**ASSIGNMENT:** The answer must be the full set of records, repeated exactly.

Saved entries
▼

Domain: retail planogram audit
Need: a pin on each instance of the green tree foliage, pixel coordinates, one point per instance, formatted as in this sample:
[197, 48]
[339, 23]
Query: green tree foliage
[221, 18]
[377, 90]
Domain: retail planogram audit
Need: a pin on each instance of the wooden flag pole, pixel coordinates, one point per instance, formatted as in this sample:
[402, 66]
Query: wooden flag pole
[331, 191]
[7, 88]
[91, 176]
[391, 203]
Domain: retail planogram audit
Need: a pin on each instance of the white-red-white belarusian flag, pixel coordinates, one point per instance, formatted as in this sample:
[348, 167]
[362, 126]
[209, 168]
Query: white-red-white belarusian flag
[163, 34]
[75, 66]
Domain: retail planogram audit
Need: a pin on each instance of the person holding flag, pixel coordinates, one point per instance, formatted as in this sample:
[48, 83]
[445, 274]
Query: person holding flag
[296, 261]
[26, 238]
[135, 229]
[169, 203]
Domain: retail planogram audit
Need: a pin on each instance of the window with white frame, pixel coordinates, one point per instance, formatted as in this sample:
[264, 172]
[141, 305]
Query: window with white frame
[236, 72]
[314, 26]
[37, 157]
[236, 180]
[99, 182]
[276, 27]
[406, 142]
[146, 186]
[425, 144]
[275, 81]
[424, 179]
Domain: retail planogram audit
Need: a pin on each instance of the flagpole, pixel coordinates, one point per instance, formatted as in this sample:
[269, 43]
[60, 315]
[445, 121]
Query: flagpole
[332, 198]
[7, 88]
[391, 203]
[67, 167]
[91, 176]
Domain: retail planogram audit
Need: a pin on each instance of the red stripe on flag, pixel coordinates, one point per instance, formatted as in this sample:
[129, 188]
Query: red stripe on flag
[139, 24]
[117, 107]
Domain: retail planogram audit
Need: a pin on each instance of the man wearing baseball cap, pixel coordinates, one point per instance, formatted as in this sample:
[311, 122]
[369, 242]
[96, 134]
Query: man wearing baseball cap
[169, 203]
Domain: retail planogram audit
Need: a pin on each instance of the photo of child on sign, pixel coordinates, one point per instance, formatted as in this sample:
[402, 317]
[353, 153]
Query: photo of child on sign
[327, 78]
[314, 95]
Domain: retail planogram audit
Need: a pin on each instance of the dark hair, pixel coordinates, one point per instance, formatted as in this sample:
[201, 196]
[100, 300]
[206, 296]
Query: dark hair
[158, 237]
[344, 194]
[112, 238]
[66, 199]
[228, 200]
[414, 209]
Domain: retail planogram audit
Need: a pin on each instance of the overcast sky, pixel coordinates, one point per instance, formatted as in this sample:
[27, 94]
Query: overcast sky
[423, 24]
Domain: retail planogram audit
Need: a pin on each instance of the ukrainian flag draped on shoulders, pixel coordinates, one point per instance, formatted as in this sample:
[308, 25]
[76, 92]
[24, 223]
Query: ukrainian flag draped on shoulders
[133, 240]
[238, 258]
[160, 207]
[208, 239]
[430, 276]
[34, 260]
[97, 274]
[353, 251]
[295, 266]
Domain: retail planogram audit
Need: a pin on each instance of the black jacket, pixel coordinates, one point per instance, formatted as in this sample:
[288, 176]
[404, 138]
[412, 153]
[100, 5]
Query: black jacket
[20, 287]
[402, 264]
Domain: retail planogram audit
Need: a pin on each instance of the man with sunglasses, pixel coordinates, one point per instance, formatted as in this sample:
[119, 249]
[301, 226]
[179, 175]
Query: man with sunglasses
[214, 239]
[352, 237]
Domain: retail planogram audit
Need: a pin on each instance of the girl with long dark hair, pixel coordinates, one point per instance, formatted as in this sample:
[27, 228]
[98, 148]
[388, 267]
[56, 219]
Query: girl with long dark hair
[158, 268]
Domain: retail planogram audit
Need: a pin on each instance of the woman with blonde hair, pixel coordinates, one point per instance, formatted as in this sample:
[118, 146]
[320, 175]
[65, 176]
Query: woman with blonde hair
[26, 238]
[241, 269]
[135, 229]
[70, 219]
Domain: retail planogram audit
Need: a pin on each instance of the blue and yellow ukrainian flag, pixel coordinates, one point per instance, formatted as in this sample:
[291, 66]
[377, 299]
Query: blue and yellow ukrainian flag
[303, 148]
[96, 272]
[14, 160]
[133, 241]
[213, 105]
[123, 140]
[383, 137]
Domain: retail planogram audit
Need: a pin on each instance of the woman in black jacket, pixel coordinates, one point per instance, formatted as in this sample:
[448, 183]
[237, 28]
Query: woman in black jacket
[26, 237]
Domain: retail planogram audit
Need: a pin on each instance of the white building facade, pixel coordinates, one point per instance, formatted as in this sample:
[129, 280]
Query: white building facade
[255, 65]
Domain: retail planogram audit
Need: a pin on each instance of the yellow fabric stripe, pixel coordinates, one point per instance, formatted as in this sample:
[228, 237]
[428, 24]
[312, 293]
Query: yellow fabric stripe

▲

**ANSWER SECTION:**
Domain: retail planogram audit
Need: a pin on each instance of the green tree foliage, pixel coordinates, one point per instance, formatted as in this sample:
[197, 48]
[339, 23]
Query: green tree foliage
[221, 18]
[377, 90]
Domain: retail planogram audit
Need: a pin on each instance of the wooden flag pole, pixel coordinates, one point per instance, formatted as in this sample:
[402, 66]
Query: wooden flag pole
[331, 191]
[7, 88]
[91, 176]
[391, 203]
Domain: retail planogram audit
Need: a pin on each instance of the white-red-white belarusian flag, pixel coordinates, one point per instance, formatted as in this sample:
[348, 167]
[362, 126]
[209, 168]
Query: white-red-white belarusian flag
[163, 34]
[75, 66]
Domain: retail planogram audit
Need: a pin on each instance of the person holding flag, pixel coordinates, one point per instance, formatted as in this sample:
[48, 83]
[445, 274]
Query: person holding flag
[296, 261]
[26, 238]
[135, 229]
[169, 203]
Domain: retail planogram audit
Need: a pin on each instance of the window with white frame, pixel coordinates, one point per instance, formatted as in this sample:
[264, 172]
[141, 305]
Query: window with white frame
[236, 72]
[314, 26]
[37, 157]
[236, 180]
[99, 182]
[276, 27]
[406, 142]
[146, 186]
[425, 144]
[275, 81]
[424, 179]
Domain: retail planogram audit
Need: a pin on each instance of the flagpole, pixel coordinates, one point per instance, formatted as in this sample:
[269, 43]
[60, 315]
[445, 121]
Query: flagpole
[332, 198]
[7, 88]
[391, 203]
[67, 167]
[91, 176]
Domain: retail planogram audit
Need: a pin on each instance of the red stripe on flag, pixel coordinates, one point per instance, formatted as in this sample:
[129, 188]
Query: red stripe on flag
[139, 24]
[117, 107]
Domain: retail planogram audit
Need: a pin on each instance of the man wearing baseball cap, pixel coordinates, one point per instance, formatted as in this sample:
[311, 122]
[369, 242]
[96, 134]
Query: man wearing baseball cap
[169, 203]
Domain: retail planogram audit
Need: a pin on each instance of the photo of child on sign, pixel coordinates, one point per instance, formatted as in this sample:
[402, 317]
[353, 153]
Query: photo of child on sign
[327, 78]
[314, 95]
Domain: retail planogram audit
Need: a pin on each instance of the dark hair, pixel coordinates, one point per instance, formatted as in this sample:
[201, 196]
[100, 300]
[206, 296]
Query: dark hair
[158, 237]
[344, 194]
[112, 238]
[66, 199]
[228, 200]
[414, 209]
Domain: retail planogram audit
Need: a pin on each instance of the overcast sky, pixel coordinates, one point per instance, formatted as in this sample:
[27, 94]
Query: overcast sky
[423, 24]
Domain: retail planogram audit
Need: a pin on each instance of the ukrainian flag draped on shoulders, pixel coordinates, one point per instance, formatted as in this sample:
[308, 25]
[76, 92]
[24, 223]
Query: ukrainian flag draped on shoulders
[133, 240]
[238, 258]
[160, 207]
[208, 239]
[430, 276]
[34, 260]
[97, 274]
[353, 251]
[295, 266]
Domain: retail planogram audit
Need: a pin on each instance of the black jacket, pixel coordinates, one point per instance, formatted as in this sample:
[288, 176]
[404, 138]
[412, 153]
[100, 5]
Query: black jacket
[20, 287]
[402, 264]
Domain: retail planogram audit
Need: a pin on each instance of the man with sunglasses, pixel coordinates, one point per instance, formatted as in this sample:
[119, 249]
[301, 226]
[179, 175]
Query: man with sunglasses
[214, 239]
[352, 237]
Domain: retail planogram audit
Need: a pin on each instance of the girl with long dark hair, pixel coordinates, one point per instance, formatted as in this sample:
[27, 228]
[98, 148]
[388, 267]
[56, 219]
Query: girl with long dark hair
[158, 268]
Domain: retail planogram audit
Need: a pin on each instance of the woman with blonde hair, pixel coordinates, one point per instance, formatted as in this sample:
[118, 146]
[320, 175]
[65, 176]
Query: woman with blonde hair
[26, 238]
[241, 269]
[135, 229]
[70, 219]
Domain: retail planogram audit
Need: a pin on each instance of the blue and yellow ukrainian flag, pixel coordinates, one point per instance, formatted as in this sample:
[291, 66]
[377, 299]
Query: blue and yellow ukrainian flag
[303, 148]
[96, 272]
[14, 160]
[133, 241]
[213, 105]
[123, 140]
[383, 137]
Domain: retail planogram audit
Need: a pin on each instance of the woman in black jacket, pixel coordinates, one point per instance, formatted as in this sample:
[448, 183]
[237, 28]
Query: woman in black jacket
[26, 237]
Domain: retail planogram audit
Need: a pin on each instance of the white building facade, pixel coordinates, one point per instance, formatted as in this sample:
[129, 280]
Query: white building facade
[255, 65]
Domain: retail planogram audit
Need: a pin on each instance of the yellow fabric stripe, pixel coordinates, one point per instance, formatted as in this sample:
[228, 237]
[428, 24]
[312, 293]
Query: yellow fabric stripe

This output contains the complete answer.